## Begin ENTRIES SUPPLIED
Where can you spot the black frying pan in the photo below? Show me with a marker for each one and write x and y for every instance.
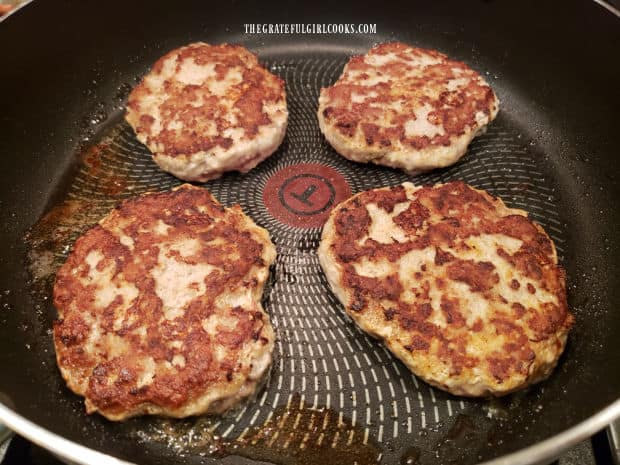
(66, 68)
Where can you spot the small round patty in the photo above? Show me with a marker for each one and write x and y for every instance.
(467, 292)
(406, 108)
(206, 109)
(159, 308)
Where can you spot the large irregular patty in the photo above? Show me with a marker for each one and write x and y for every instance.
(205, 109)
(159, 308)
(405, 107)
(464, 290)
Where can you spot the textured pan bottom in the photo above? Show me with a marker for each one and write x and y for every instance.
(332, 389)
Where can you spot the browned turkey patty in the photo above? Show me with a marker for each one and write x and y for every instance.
## End ENTRIES SUPPLIED
◆ **TASK DETAILS**
Switch each "patty" in the data above to "burger" and give all the lines again with nothing else changed. Please leave the pictures out.

◆ **FULL OUTPUT**
Where can you spot the black frying pan in the photo below? Show me with a marker for each one and write x and y for every instance.
(66, 68)
Where can you spot the small round burger in the photo above? Show me with a marker for each one and write x and y for every instance.
(467, 292)
(406, 108)
(206, 109)
(159, 308)
Where can you spot the large irregular burger in the photo above? Show me with a marker for each one and write x and y for every instance.
(205, 109)
(159, 308)
(405, 107)
(464, 290)
Where can you spot the textured pan bottom in the photo above? Show me with a marker for each one and write x and y for every instance.
(332, 389)
Where can you spot the browned turkey burger in the photo above? Show me with a marker for each one and write x and y for every instance.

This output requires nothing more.